Source
Moskenes, pointe des Lofoten. Je remonte tous les équipements sur le vélo, la pluie est à nouveau attendue cette après midi.
J’ai presque accepté qu’elle m’accompagnerait jusqu’à la fin.
Les paysages sont splendides, pourtant j’ai du mal à avancer et apprécier. Je mange ce que j’ai avec moi, je repars le ventre plein.
Les paysages défilent mais mon corps est incroyablement mou. Les kilomètres sont très longs. La tête est pourtant bien là, j’essaye de me faire violence pour accélérer et essayer d’éviter la pluie annoncée en fin d’après midi.
Pause à 17h : glace, sandwichs, chips, saumon, charcuterie. Rien, toujours rien. J’ai le tonus musculaire d’une huître.
Je veux me faire violence mais je n’y arrive pas.
Accepter et expliquer cette mollesse est compliquée, je passe ma journée à essayer, pousser, plus fort mais rien. Comme cette sensation de conduire à 30km/h sur l’autoroute, sans pouvoir aller plus vite, moteur bridé.
Il pleut, ça me fait chier d’être aussi mou et de prendre la pluie une nouvelle fois. Je croise un camping, des enfants jouent sous l’eau et dans les flacs.
J’aimerais apprécier l’eau comme ils le font.
Fin de journée, la pluie finit par cesser, le vent tourne un peu. On trouve un camping où on se reposera et où je ferai sécher l’intégralité de mes vêtements.
Je pars me coucher, frustré de cette journée.
Celle de demain sera bien différente, j’ai envie de voir ce qu’il me reste dans les jambes, de pousser mon corps une nouvelle fois.
JOUR 25
Réponse à l'orgueil
J’entre ouvre la fenêtre, il pleut encore dehors. Les prévisions sont pourtant à l’amélioration, on travaille sur le site internet en attendant.
13h00, il ne pleut plus, le soleil fait même une apparition timide. Le vent est favorable, les premiers tours de roues me confirment que le corps répond à nouveau.
J’ai l’envie de me montrer ce que j’ai encore dans le moteur après 22 jours à pédaler. La journée d’hier a été longue, fastidieuse. J’attends une réaction, je me ferai violence, c’est une certitude. Il n’est pas question de passer une deuxième journée comme celle d’hier.
Un premier ferry de 30 minutes après 17 kilomètres me permettra de faire le plein de calories et de regarder le nombre de kilomètres restants jusqu’à la pointe de l’île : 155 kilomètres à partir de l’arrivée du ferry à 15:10.

Extrait de données
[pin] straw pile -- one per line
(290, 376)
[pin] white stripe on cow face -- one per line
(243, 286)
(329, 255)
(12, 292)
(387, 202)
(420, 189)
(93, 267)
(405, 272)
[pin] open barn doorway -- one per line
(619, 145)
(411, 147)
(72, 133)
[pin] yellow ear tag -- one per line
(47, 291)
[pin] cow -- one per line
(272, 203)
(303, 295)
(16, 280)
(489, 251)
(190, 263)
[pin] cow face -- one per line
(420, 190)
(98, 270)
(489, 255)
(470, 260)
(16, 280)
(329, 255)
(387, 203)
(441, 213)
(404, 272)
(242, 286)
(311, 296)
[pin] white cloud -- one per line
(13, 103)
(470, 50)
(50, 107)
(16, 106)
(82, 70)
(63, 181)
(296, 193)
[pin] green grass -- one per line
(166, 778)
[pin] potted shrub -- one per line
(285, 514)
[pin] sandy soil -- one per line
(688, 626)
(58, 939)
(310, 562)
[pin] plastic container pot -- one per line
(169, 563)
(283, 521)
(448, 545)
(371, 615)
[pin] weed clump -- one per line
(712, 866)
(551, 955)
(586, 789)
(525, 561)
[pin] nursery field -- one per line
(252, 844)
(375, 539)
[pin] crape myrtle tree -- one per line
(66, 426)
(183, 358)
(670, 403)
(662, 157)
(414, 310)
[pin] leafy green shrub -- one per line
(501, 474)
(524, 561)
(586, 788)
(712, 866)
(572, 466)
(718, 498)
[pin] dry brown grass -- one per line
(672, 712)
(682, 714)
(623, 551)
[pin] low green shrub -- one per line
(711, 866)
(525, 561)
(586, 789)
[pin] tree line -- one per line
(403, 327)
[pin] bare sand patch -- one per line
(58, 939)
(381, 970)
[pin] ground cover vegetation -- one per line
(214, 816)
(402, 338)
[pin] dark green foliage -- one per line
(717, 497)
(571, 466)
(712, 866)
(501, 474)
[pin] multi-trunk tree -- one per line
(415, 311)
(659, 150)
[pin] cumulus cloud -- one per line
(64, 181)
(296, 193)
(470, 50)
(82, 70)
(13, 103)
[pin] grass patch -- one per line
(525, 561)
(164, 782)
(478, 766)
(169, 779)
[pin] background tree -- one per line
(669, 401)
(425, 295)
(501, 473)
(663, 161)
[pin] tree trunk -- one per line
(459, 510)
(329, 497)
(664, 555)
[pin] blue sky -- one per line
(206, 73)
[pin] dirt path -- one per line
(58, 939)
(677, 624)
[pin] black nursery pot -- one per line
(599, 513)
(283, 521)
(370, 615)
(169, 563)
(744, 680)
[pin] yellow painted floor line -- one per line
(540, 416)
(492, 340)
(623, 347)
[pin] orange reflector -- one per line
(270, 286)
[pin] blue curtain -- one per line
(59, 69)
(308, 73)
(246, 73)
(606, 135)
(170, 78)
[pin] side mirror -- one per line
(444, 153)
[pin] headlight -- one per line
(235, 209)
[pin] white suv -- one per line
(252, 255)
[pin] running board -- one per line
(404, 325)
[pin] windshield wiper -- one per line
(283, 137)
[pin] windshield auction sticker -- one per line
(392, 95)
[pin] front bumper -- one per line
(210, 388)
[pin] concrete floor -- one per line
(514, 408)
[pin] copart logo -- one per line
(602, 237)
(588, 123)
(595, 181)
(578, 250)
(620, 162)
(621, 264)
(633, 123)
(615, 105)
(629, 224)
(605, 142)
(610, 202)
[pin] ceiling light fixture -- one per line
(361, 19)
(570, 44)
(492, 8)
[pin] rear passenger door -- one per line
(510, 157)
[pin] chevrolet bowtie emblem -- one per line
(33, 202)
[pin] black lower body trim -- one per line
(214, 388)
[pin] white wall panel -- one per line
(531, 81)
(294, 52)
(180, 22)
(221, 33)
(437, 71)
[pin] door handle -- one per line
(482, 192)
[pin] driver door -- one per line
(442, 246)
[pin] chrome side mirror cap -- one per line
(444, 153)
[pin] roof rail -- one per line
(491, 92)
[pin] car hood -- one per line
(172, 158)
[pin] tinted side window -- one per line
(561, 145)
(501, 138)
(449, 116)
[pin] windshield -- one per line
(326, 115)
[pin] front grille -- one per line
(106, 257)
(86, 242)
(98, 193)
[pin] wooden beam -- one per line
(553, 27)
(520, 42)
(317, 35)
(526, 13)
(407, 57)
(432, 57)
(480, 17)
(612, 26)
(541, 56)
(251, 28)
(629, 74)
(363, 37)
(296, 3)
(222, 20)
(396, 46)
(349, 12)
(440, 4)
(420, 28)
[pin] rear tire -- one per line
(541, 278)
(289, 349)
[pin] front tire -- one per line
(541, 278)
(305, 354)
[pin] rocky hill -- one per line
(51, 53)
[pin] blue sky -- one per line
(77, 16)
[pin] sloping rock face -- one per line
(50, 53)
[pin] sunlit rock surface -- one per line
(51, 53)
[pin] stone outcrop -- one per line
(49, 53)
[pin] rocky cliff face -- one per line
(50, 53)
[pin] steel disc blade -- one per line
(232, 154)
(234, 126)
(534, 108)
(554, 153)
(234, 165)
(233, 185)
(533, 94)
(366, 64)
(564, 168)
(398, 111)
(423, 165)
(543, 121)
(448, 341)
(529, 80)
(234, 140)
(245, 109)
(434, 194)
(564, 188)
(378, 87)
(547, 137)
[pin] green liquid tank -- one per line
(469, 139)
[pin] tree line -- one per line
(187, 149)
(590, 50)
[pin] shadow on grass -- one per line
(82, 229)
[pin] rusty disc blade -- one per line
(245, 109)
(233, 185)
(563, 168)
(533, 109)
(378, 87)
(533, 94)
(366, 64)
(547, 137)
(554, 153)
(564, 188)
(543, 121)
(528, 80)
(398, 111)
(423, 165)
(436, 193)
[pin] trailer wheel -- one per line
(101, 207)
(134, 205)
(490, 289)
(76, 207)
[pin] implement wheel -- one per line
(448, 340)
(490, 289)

Exercices
(1) Quels aliments le récit énumère-t-il pour la « Pause à 17h » ?
(2) Ces affirmations concordent-elles avec le récit ? Répondez par oui ou par non, en citant les mots décisifs. (a) Le premier ferry du jour 25 dure 30 minutes. (b) À 13h00, il pleut encore. (c) Les enfants croisés au camping jouent sous l'eau.

Corrigé des exercices
(1) Glace, sandwichs, chips, saumon, charcuterie.

(2)
(a) Oui : « Un premier ferry de 30 minutes après 17 kilomètres ».
(b) Non : « 13h00, il ne pleut plus ».
(c) Oui : « des enfants jouent sous l’eau et dans les flacs ».